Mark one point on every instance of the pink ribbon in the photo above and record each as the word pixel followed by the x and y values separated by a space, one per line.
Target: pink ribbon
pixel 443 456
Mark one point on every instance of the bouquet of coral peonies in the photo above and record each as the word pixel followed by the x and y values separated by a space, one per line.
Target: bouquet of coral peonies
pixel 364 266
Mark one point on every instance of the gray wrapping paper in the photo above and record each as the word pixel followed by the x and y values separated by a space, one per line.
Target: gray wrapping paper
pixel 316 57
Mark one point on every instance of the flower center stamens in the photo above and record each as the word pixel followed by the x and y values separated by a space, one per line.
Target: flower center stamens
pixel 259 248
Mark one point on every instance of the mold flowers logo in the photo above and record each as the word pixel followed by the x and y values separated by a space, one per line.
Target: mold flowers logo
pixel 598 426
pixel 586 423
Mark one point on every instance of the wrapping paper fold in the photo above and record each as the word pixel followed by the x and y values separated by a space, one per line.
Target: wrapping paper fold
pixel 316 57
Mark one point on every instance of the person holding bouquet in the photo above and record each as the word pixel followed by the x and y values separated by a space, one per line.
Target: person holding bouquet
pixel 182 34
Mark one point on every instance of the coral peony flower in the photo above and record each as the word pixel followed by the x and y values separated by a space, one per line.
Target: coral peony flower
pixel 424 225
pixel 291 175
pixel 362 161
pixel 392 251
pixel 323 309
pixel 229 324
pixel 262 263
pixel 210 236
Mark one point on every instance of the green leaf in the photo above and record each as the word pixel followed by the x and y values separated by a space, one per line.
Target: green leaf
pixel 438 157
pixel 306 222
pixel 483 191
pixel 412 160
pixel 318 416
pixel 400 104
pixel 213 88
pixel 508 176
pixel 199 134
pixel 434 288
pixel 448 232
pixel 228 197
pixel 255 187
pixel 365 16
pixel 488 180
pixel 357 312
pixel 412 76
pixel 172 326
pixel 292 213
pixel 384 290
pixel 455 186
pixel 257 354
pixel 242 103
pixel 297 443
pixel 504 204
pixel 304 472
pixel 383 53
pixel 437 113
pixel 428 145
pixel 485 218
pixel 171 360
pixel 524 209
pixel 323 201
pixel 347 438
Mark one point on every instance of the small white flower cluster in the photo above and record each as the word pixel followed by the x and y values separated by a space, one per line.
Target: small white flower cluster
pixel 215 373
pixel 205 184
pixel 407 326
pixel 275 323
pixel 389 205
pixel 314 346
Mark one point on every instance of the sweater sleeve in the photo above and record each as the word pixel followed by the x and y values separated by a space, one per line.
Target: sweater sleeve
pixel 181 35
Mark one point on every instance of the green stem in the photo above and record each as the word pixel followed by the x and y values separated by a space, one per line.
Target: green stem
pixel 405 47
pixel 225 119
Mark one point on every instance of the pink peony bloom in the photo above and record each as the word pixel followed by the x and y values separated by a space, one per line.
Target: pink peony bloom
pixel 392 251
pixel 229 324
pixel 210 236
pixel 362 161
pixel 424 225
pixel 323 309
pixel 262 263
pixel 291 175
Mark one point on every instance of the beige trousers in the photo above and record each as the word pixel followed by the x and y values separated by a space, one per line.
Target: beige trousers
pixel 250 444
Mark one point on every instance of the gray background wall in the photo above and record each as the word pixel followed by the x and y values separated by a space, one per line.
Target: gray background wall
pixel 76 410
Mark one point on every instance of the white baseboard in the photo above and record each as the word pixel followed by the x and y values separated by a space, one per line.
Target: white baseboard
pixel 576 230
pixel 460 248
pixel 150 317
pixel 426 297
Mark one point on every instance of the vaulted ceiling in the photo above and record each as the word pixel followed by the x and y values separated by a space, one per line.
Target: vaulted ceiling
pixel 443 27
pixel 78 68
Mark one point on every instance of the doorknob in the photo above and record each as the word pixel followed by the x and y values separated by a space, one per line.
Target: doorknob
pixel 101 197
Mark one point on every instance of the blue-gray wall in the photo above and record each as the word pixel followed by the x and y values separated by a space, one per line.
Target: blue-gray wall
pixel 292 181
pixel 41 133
--------------------
▶ _What the exercise asks_: Repeat every item above word for word, in the same order.

▶ _Solution to the exercise_:
Mark one point on every instance of the pink ribbon in the photo above and record each as the word pixel followed by the x and y values separated by a space, one per line.
Target: pink ribbon
pixel 443 456
Mark one point on every instance of the bouquet of coral peonies in the photo above and record each as the word pixel followed by the x and y values separated by a space, one per line.
Target: bouquet of coral peonies
pixel 364 266
Mark one point on every instance of the gray wrapping paper in the photo above and record each as the word pixel followed by the x and y values separated by a space, one per line.
Target: gray wrapping paper
pixel 316 57
Mark one point on every instance of the flower center stamens in the photo above and record each as the word pixel followed by the x and y values separated by a space, one per line.
Target: flower center stamens
pixel 259 248
Mark one point on every instance of the mold flowers logo in the photo above and record each as the word pixel followed by the x and y values separated by a space, one per line.
Target: mold flowers logo
pixel 598 426
pixel 586 423
Mark one point on every instance of the wrapping paper fold in the photo above and record each as the word pixel followed by the x and y values separated by a space, one per line.
Target: wrapping paper fold
pixel 316 57
Mark one point on every instance of the person holding bouquet in the photo above and record each as the word pixel followed by the x and y values separated by a space, one per line.
Target: person holding bouquet
pixel 182 34
Mark one point on every instance of the coral peony flower in the photo above and record each as the word pixel followed by the x and y values separated by a space, one per line.
Target: coral peony flower
pixel 424 225
pixel 291 175
pixel 362 161
pixel 392 251
pixel 323 309
pixel 229 324
pixel 262 263
pixel 210 236
Mark one point on every instance of the green leaf in the photo above and record each as the word pixel followed by the x and y values separated by a space, one per line.
Target: green leaf
pixel 438 157
pixel 306 222
pixel 483 191
pixel 412 160
pixel 318 416
pixel 400 104
pixel 213 88
pixel 508 176
pixel 199 134
pixel 434 288
pixel 448 232
pixel 228 197
pixel 255 187
pixel 365 16
pixel 488 180
pixel 357 312
pixel 412 76
pixel 172 326
pixel 292 213
pixel 384 290
pixel 455 186
pixel 257 354
pixel 242 103
pixel 297 443
pixel 504 204
pixel 304 472
pixel 383 53
pixel 437 113
pixel 428 145
pixel 485 218
pixel 171 360
pixel 524 209
pixel 323 201
pixel 347 438
Mark one point on every instance of the small white flower cluster in the photo above and record each as the word pixel followed by the x and y values separated by a space, one per line.
Target: small white flower cluster
pixel 215 373
pixel 205 184
pixel 407 326
pixel 275 323
pixel 389 205
pixel 314 346
Mark one point on every instance of the sweater sleeve in the photo above and record each as the word pixel followed by the x and y values separated by a space, one per line.
Target: sweater sleeve
pixel 181 35
Mark one point on every instance of the green stem in the photo above and record each as the word pixel followed by the x and y values separated by a space, one per line.
Target: green stem
pixel 405 47
pixel 225 119
Mark one point on every instance of the pink peony bloom in the photo above and record each as the word pixel followed by the x and y values separated by a space, one per line.
Target: pink peony bloom
pixel 392 251
pixel 229 324
pixel 210 236
pixel 362 161
pixel 424 225
pixel 323 309
pixel 262 263
pixel 291 175
Mark one point on every instance of the beige trousers in the photo above and record each as the word pixel followed by the x and y values separated by a space, one per line.
Target: beige trousers
pixel 250 444
Mark one point on every instance of the gray background wall in the photo above and record each as the word pixel followed by the x and y values separated by a space, one per line.
Target: gray background wall
pixel 76 410
Mark one point on every instance of the white baseboard in the photo above and record each as the word pixel followed by the x and y values separated by a space, one per line.
Target: white baseboard
pixel 576 230
pixel 460 248
pixel 150 317
pixel 426 297
Mark one point on every instance of the vaulted ceiling in the photo above and record each as the word pixel followed by the x and y values separated by a space, one per line.
Target: vaulted ceiling
pixel 443 27
pixel 78 68
Mark one point on every instance of the doorknob in the photo above and record each as the word pixel followed by the x and y values separated by a space, one per line.
Target: doorknob
pixel 101 197
Mark one point on every instance of the blue-gray wall in the photo above and record each as the word pixel followed by the x and y values separated by a space, one per line.
Target: blue-gray wall
pixel 292 181
pixel 41 133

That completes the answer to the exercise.